◆ Stated problem
Rewrite the listing from the line that contains "Where can you spot the slanted" through the end of the listing, replacing every "instance" with "occurrence" and changing nothing else.

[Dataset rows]
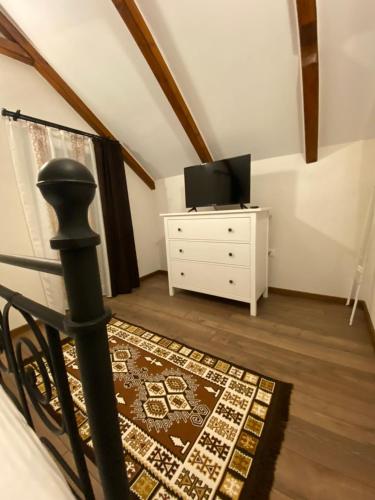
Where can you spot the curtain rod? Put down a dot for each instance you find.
(16, 115)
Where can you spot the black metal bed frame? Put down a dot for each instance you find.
(70, 188)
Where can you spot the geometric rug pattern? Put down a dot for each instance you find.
(193, 426)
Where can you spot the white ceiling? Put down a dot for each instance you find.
(236, 63)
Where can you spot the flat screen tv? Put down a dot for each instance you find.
(222, 182)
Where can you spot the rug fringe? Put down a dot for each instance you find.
(265, 462)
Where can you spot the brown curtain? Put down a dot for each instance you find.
(122, 258)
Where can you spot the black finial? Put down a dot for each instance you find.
(69, 187)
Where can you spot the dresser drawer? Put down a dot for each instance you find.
(236, 254)
(227, 229)
(226, 281)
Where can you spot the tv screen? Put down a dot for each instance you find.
(222, 182)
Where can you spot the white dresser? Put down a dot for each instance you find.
(223, 253)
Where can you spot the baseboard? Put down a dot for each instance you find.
(154, 273)
(308, 295)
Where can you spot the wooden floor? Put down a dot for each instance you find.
(329, 447)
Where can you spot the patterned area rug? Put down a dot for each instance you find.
(193, 426)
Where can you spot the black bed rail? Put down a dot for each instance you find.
(35, 263)
(70, 188)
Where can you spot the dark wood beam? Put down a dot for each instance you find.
(13, 50)
(307, 24)
(137, 26)
(53, 78)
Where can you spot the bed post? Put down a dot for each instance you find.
(70, 188)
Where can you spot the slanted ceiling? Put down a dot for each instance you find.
(236, 64)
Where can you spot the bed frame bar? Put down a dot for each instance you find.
(42, 265)
(70, 188)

◆ Output for this exercise
Where can you spot the slanted ceiling? Put down a dot for each occurrence you find.
(236, 64)
Where can you spot the bed frame bar? Put down a dot for each occurrence you find.
(42, 265)
(70, 188)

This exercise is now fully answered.